● Required work
Produce the listing below again, exactly as shown.

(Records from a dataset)

----------------------------------------

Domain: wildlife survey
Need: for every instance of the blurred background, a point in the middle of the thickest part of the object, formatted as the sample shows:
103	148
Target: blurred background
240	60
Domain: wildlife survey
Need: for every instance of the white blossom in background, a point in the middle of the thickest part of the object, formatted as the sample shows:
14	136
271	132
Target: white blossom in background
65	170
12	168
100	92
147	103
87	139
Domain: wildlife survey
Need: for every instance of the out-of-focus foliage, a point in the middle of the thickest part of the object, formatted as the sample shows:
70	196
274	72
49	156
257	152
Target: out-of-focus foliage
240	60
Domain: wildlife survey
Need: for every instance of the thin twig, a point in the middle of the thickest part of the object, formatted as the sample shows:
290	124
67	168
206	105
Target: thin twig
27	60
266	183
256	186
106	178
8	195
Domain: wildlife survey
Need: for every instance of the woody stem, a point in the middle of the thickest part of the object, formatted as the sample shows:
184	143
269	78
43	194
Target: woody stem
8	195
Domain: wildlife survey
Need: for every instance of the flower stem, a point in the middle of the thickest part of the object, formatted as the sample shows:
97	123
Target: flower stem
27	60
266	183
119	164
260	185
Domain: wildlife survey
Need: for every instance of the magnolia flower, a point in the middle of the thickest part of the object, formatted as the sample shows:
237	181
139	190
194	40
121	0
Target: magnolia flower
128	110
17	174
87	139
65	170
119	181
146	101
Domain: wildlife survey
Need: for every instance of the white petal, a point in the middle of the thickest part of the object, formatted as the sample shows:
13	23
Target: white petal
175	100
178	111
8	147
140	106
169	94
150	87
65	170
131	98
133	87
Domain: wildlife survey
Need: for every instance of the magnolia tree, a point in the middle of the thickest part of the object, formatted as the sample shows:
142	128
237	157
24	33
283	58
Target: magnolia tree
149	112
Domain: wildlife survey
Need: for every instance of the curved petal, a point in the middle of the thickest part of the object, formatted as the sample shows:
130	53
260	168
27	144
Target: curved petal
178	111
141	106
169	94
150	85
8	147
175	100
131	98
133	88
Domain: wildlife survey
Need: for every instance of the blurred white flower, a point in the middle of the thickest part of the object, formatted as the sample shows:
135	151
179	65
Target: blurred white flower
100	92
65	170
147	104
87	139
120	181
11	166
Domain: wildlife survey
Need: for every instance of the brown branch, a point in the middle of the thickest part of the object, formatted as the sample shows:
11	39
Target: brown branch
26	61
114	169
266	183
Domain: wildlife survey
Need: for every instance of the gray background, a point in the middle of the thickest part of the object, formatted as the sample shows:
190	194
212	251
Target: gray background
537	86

----------------------------------------

● Exercise output
Domain: wildlife survey
Need: for every instance of the blurred background, a point in the middle of the thickest part of the object, formatted as the sample shows:
103	148
Target: blurred background
240	60
Domain: wildlife survey
Need: for every instance of the white blossom in background, a point in the middle of the thickest part of the object, formatted as the sample shows:
14	136
271	132
Target: white blossom in background
65	170
12	168
100	92
147	103
87	139
Domain: wildlife survey
Need: for every instance of the out-of-focus foliage, a point in the middle of the thickest part of the object, formatted as the sample shows:
70	196
274	72
49	156
257	152
Target: out-of-focus foliage
240	60
Domain: wildlife survey
Need: for every instance of the thin twig, a point in the middle of the thickest part of the object, formatted as the sample shows:
290	124
67	168
206	105
Target: thin twig
27	60
266	183
256	186
106	178
8	195
Domain: wildlife survey
Need: for every instance of the woody stem, a point in the middle of the thickest part of the object, formatted as the sample shows:
184	143
269	78
43	194
Target: woody stem
8	195
Domain: wildlife survey
Need: for every instance of the flower stem, a point in the middle of the thickest part of the object, formatted as the sample shows:
97	123
Target: flower stem
27	60
266	183
119	164
260	185
Domain: wildlife survey
Need: for every instance of the magnolia flower, a point in the middle of the thickest part of the object, formatted as the sample shows:
237	181
139	190
194	40
121	0
Target: magnolia flower
128	110
17	174
87	139
65	170
119	181
146	101
Domain: wildlife survey
Need: for every instance of the white petal, a point in the middle of the thickest part of the object, formatted as the sample shows:
13	23
Target: white petal
175	100
178	111
8	147
140	106
169	94
150	87
65	170
131	98
133	87
Domain: wildlife survey
Need: for every instance of the magnolia tree, a point in the middle of the thickest part of the object, formatted as the sample shows:
142	128
237	157
24	33
283	58
Target: magnolia tree
149	112
Domain: wildlife survey
Need: for every instance of the curved petal, a point in the middle of the thickest part of the object, formatted as the sample shows:
130	53
260	168
27	144
Target: curved petal
178	111
141	106
169	94
150	85
8	147
175	100
131	98
133	88
Domain: wildlife survey
Need: for every instance of the blurred white flower, a point in the middle of the thickest part of the object, formatted as the sample shows:
135	151
179	65
Target: blurred white flower
100	92
65	170
147	104
87	139
120	181
11	166
Domain: wildlife survey
Need: for every instance of the brown branch, a point in the middle of the thickest part of the object, formatted as the sample shows:
11	39
Target: brown branch
26	61
114	169
266	183
Domain: wildlife survey
Need: for every instance of the gray background, a point in the middle of the thickest part of the object, formatted as the sample shows:
190	194
212	251
Target: gray background
537	86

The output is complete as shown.